* _STATED TASK_: Copy out the data below, starting at the line containing "mask --target=neck --return=outline" and continuing through the final line, with the pictures left out.

* _Boundary labeling data_:

★ ★ ★ ★ ★ ★ ★

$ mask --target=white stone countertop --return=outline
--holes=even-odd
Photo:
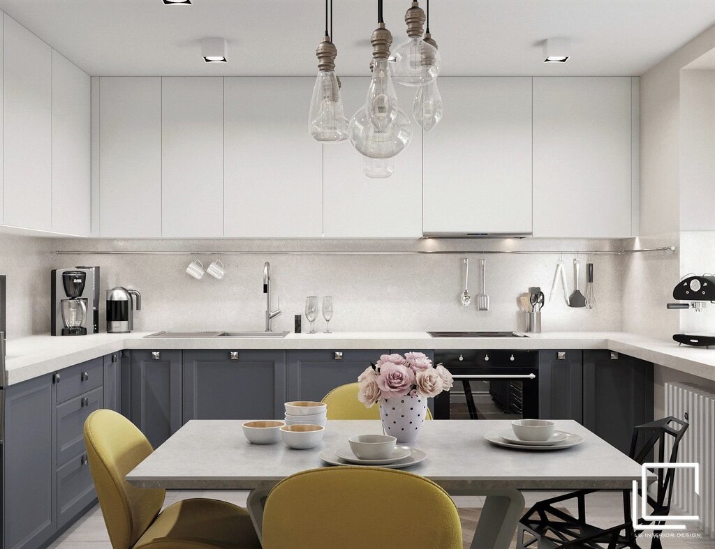
[[[155,332],[77,337],[31,336],[7,341],[9,385],[123,349],[608,349],[715,381],[715,348],[624,332],[548,332],[528,338],[433,338],[426,332],[289,333],[285,338],[151,338]]]

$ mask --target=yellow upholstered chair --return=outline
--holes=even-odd
[[[154,451],[134,424],[111,410],[84,423],[89,470],[114,549],[260,548],[245,509],[209,499],[189,499],[159,513],[164,490],[137,488],[124,479]]]
[[[380,407],[375,404],[365,408],[358,400],[359,385],[347,383],[336,387],[322,398],[327,405],[328,419],[380,419]],[[425,419],[432,419],[432,412],[427,409]]]
[[[303,471],[270,491],[264,549],[461,549],[457,508],[411,473],[369,467]]]

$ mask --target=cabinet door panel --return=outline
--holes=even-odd
[[[363,106],[370,79],[340,79],[348,119]],[[415,89],[395,84],[400,106],[412,119]],[[327,238],[422,236],[422,129],[412,120],[412,142],[395,158],[395,173],[370,179],[348,141],[323,147],[322,215]],[[316,204],[320,207],[320,203]]]
[[[99,79],[99,236],[162,236],[162,79]]]
[[[224,236],[322,236],[322,148],[307,134],[315,81],[224,79]]]
[[[132,351],[132,421],[154,448],[181,427],[180,351]]]
[[[631,86],[534,78],[534,236],[632,236]]]
[[[285,353],[195,351],[184,353],[184,422],[282,418]]]
[[[371,361],[389,353],[387,349],[288,351],[288,400],[321,401],[336,387],[356,382]]]
[[[52,51],[4,15],[4,219],[52,229]]]
[[[425,233],[531,232],[531,79],[439,79],[424,136]]]
[[[52,51],[52,231],[89,236],[89,75]]]
[[[162,79],[162,236],[223,236],[223,79]]]
[[[51,377],[11,386],[6,392],[4,547],[38,548],[56,529]]]

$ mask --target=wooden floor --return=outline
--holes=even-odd
[[[558,493],[552,492],[525,492],[524,498],[526,500],[526,506],[528,507],[540,500],[557,495],[558,495]],[[247,495],[247,492],[167,491],[164,506],[189,498],[213,498],[230,501],[245,507]],[[468,548],[474,533],[479,510],[483,506],[484,500],[478,496],[456,497],[454,500],[460,508],[460,516],[462,519],[462,528],[465,539],[464,546]],[[563,505],[563,507],[572,513],[576,513],[575,508],[569,508],[568,505]],[[586,510],[589,521],[596,525],[614,525],[623,522],[623,505],[620,492],[599,492],[591,494],[588,496],[586,500]],[[644,542],[640,545],[644,549],[646,549],[650,547],[650,541],[644,540]],[[714,549],[715,540],[706,538],[664,539],[663,540],[663,547],[666,549],[669,549],[669,548],[673,548],[673,549]],[[92,508],[54,543],[50,545],[50,548],[53,549],[90,549],[90,548],[92,549],[112,549],[99,506],[97,505]]]

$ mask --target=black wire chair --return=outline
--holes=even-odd
[[[664,463],[666,463],[664,460],[666,449],[669,449],[667,463],[674,463],[678,458],[680,442],[687,429],[688,423],[672,416],[638,425],[633,428],[628,455],[641,464],[653,461],[653,456],[657,455],[656,462]],[[639,488],[639,493],[641,497],[646,498],[651,508],[651,516],[667,517],[670,513],[675,470],[658,468],[655,475],[655,495],[649,493],[644,487]],[[634,525],[631,515],[630,490],[623,490],[623,523],[609,528],[589,524],[586,520],[586,496],[598,491],[579,490],[535,504],[519,522],[518,549],[641,549],[637,537],[644,530],[638,530],[638,526],[665,524],[665,520],[641,518]],[[558,504],[570,500],[576,500],[578,513],[576,517],[557,508]],[[661,530],[653,532],[651,549],[662,549],[661,533]]]

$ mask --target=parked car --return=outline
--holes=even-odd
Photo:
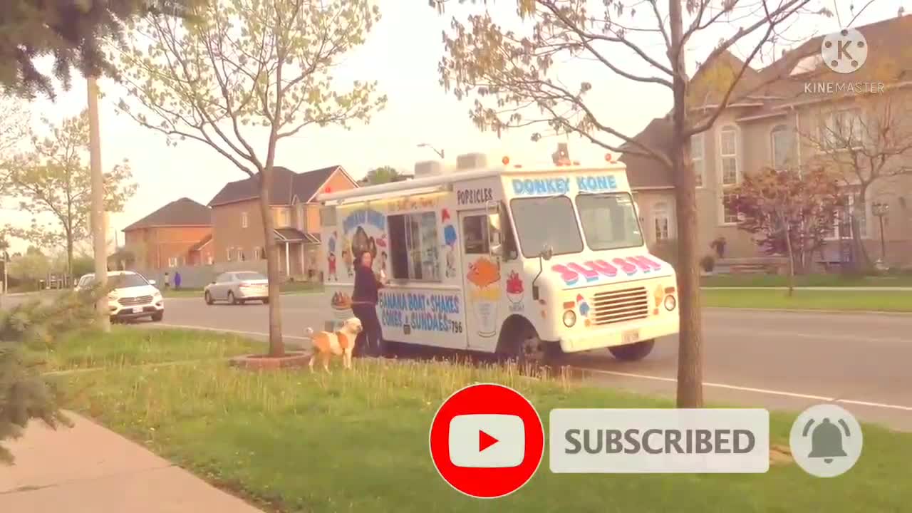
[[[95,273],[84,275],[76,285],[76,289],[92,287]],[[108,283],[112,287],[108,293],[108,308],[111,320],[151,318],[154,321],[164,319],[165,300],[161,291],[156,288],[154,279],[133,271],[109,271]]]
[[[247,301],[269,303],[269,280],[254,271],[222,273],[202,289],[207,305],[215,301],[228,301],[233,305]]]

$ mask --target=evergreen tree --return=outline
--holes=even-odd
[[[60,394],[23,351],[28,346],[51,345],[60,336],[94,321],[100,289],[61,294],[52,303],[34,300],[0,310],[0,442],[17,438],[32,419],[56,428],[69,425],[60,413]],[[0,445],[0,463],[13,455]]]

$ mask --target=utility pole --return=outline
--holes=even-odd
[[[98,84],[95,77],[88,79],[88,155],[92,171],[92,242],[95,249],[96,285],[108,288],[108,244],[105,226],[105,180],[101,173],[101,135],[98,129]],[[110,331],[108,294],[99,296],[95,304],[98,326]]]

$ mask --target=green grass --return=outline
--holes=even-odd
[[[700,278],[703,287],[788,287],[788,277],[765,274],[715,275]],[[814,274],[795,277],[795,287],[912,287],[912,274],[846,276]]]
[[[44,372],[228,358],[262,352],[261,342],[232,334],[112,326],[110,333],[72,333],[27,356]]]
[[[283,294],[309,294],[322,292],[323,284],[309,281],[285,282],[280,288]],[[202,298],[202,288],[166,288],[161,290],[165,298]]]
[[[223,362],[114,368],[67,376],[69,407],[267,510],[435,513],[494,511],[907,511],[912,434],[865,427],[865,449],[831,479],[793,463],[763,475],[555,475],[545,455],[525,487],[497,500],[451,488],[428,452],[440,402],[476,382],[523,392],[547,422],[558,407],[671,407],[669,402],[514,370],[358,361],[353,372],[255,373]],[[771,417],[788,445],[793,416]]]
[[[741,309],[912,312],[912,293],[903,290],[703,289],[702,306]]]

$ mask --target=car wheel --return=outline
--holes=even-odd
[[[642,340],[633,344],[610,347],[608,348],[608,351],[611,351],[611,354],[617,360],[623,361],[638,361],[652,352],[652,348],[655,345],[656,340]]]

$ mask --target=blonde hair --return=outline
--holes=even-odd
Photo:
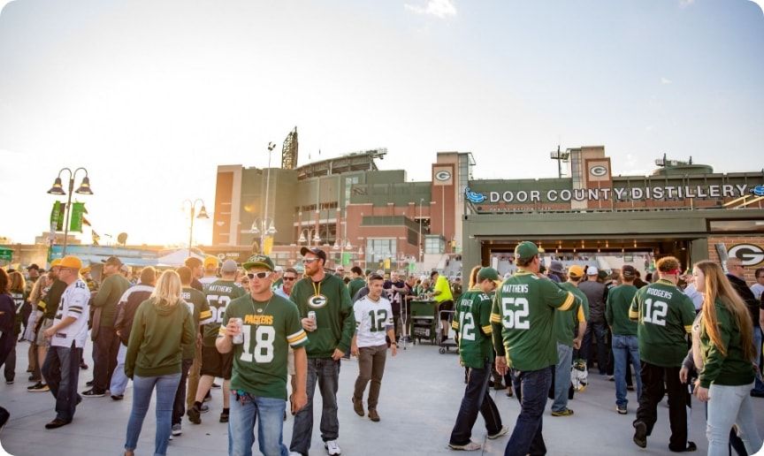
[[[719,320],[716,317],[716,299],[727,308],[732,315],[732,321],[740,332],[740,346],[743,357],[753,361],[756,356],[753,349],[753,323],[748,308],[740,299],[737,292],[732,288],[730,280],[724,276],[722,267],[714,262],[704,261],[695,263],[695,267],[703,271],[706,277],[706,291],[703,293],[703,328],[711,342],[722,355],[727,355],[727,349],[722,346],[722,336],[719,334]],[[733,330],[730,328],[730,330]]]
[[[483,266],[480,266],[478,264],[478,266],[472,268],[471,270],[470,270],[470,288],[472,288],[473,286],[478,285],[478,272],[480,271],[480,268],[482,267]]]
[[[154,298],[157,306],[174,306],[181,300],[182,289],[180,276],[174,270],[165,270],[159,276],[159,280],[151,292],[151,298]]]
[[[11,278],[11,285],[8,287],[8,290],[15,293],[24,293],[24,289],[27,288],[27,281],[24,280],[24,276],[20,272],[14,270],[9,274],[9,278]]]

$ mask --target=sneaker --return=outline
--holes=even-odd
[[[353,411],[355,412],[355,414],[363,416],[365,414],[363,413],[363,401],[355,398],[351,398],[351,400],[353,401]]]
[[[103,398],[105,395],[106,391],[102,391],[96,388],[90,388],[87,391],[82,391],[83,398]]]
[[[571,414],[573,414],[573,410],[569,408],[560,410],[559,412],[552,411],[552,416],[570,416]]]
[[[66,424],[69,424],[70,422],[72,422],[72,420],[69,420],[67,422],[65,420],[61,420],[59,418],[56,418],[52,422],[46,424],[45,429],[55,429],[56,428],[60,428],[61,426],[65,426]]]
[[[202,411],[196,408],[196,406],[188,409],[188,421],[194,424],[202,424]]]
[[[506,436],[508,433],[509,433],[509,426],[502,426],[501,429],[499,429],[499,432],[497,432],[495,434],[488,434],[488,438],[490,438],[491,440],[493,440],[493,439],[499,438],[501,436]]]
[[[340,445],[337,445],[336,440],[327,440],[324,442],[324,448],[326,449],[326,452],[330,455],[342,454],[342,450],[340,449]]]
[[[50,388],[48,387],[47,384],[42,382],[37,382],[32,386],[27,386],[27,391],[29,392],[45,392],[50,391]]]
[[[476,450],[479,450],[481,446],[480,444],[470,442],[467,445],[448,444],[448,448],[451,448],[452,450],[461,450],[464,452],[474,452]]]
[[[634,443],[639,448],[647,446],[647,425],[644,422],[634,422]]]

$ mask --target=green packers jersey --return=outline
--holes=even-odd
[[[661,279],[640,288],[629,310],[637,320],[639,359],[662,368],[678,368],[687,354],[695,306],[682,290]]]
[[[496,291],[491,323],[493,348],[509,367],[539,370],[557,364],[554,309],[569,310],[573,293],[533,273],[518,270]]]
[[[589,319],[589,300],[584,292],[577,286],[563,282],[559,285],[560,288],[570,292],[579,300],[574,302],[569,311],[554,311],[554,338],[558,343],[573,346],[573,339],[576,336],[576,327],[578,323]]]
[[[484,369],[493,358],[491,334],[491,298],[475,287],[463,293],[456,303],[451,323],[459,334],[459,359],[468,368]]]
[[[210,311],[212,313],[212,320],[204,325],[204,346],[215,346],[215,339],[218,338],[218,330],[223,323],[223,315],[225,307],[232,300],[247,294],[243,288],[236,285],[233,280],[216,280],[204,287],[204,295],[207,303],[210,304]]]
[[[610,289],[605,308],[605,319],[613,328],[615,336],[636,336],[637,322],[629,318],[629,308],[637,294],[633,285],[623,285]]]
[[[244,323],[244,343],[233,345],[231,390],[286,400],[288,347],[308,345],[297,306],[276,294],[265,302],[246,294],[228,304],[224,320],[233,317]]]
[[[194,342],[183,346],[183,359],[194,359],[194,354],[196,352],[196,334],[199,332],[200,324],[207,324],[212,321],[212,312],[210,311],[210,305],[207,304],[207,299],[204,293],[191,288],[184,286],[180,292],[180,297],[186,301],[188,310],[191,312],[191,316],[194,317]]]

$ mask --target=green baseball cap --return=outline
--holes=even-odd
[[[478,271],[478,280],[499,280],[499,271],[493,268],[481,268]]]
[[[517,244],[517,247],[515,247],[516,258],[528,260],[538,255],[539,247],[536,247],[536,244],[529,240],[523,240],[523,242]]]
[[[244,268],[244,270],[248,270],[249,268],[255,268],[256,266],[262,266],[268,270],[273,270],[275,269],[273,260],[271,260],[270,256],[264,255],[253,255],[248,260],[247,260],[247,262],[241,266]]]

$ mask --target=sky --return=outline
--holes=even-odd
[[[294,126],[298,164],[384,147],[413,180],[438,151],[555,177],[558,144],[604,145],[615,174],[761,170],[761,3],[0,0],[0,237],[46,231],[81,166],[102,244],[184,246],[184,200],[211,212],[218,165],[264,167],[273,141],[278,166]]]

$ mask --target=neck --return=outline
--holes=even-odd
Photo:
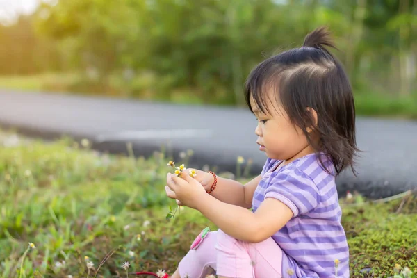
[[[314,152],[314,149],[313,149],[313,147],[310,145],[307,145],[304,148],[302,149],[295,156],[293,156],[291,158],[286,159],[284,161],[283,161],[282,165],[286,165],[290,163],[291,162],[295,161],[295,159],[298,159],[300,157],[306,156],[307,154],[313,154]]]

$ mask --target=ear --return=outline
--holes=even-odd
[[[311,125],[309,126],[307,126],[307,131],[309,133],[311,133],[313,132],[314,129],[316,129],[316,126],[317,126],[318,121],[317,117],[317,112],[316,112],[316,110],[313,109],[311,107],[307,107],[306,109],[309,114],[309,118],[311,121]]]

★ ★ ★ ★ ★ ★ ★

* _TASK RESULT_:
$ mask --target=neck --return=outline
--holes=even-odd
Photo:
[[[314,152],[314,149],[313,149],[313,147],[310,145],[307,145],[304,148],[302,149],[295,156],[293,156],[291,158],[286,159],[284,161],[283,161],[282,165],[286,165],[290,163],[291,162],[295,161],[295,159],[298,159],[300,157],[306,156],[307,154],[313,154]]]

$ mask --target=ear --return=outline
--holes=even-odd
[[[311,125],[309,126],[307,126],[307,131],[309,133],[311,133],[313,132],[314,129],[316,129],[316,126],[317,126],[318,121],[317,117],[317,112],[316,112],[316,110],[313,109],[311,107],[307,107],[306,109],[309,114],[309,118],[311,121]]]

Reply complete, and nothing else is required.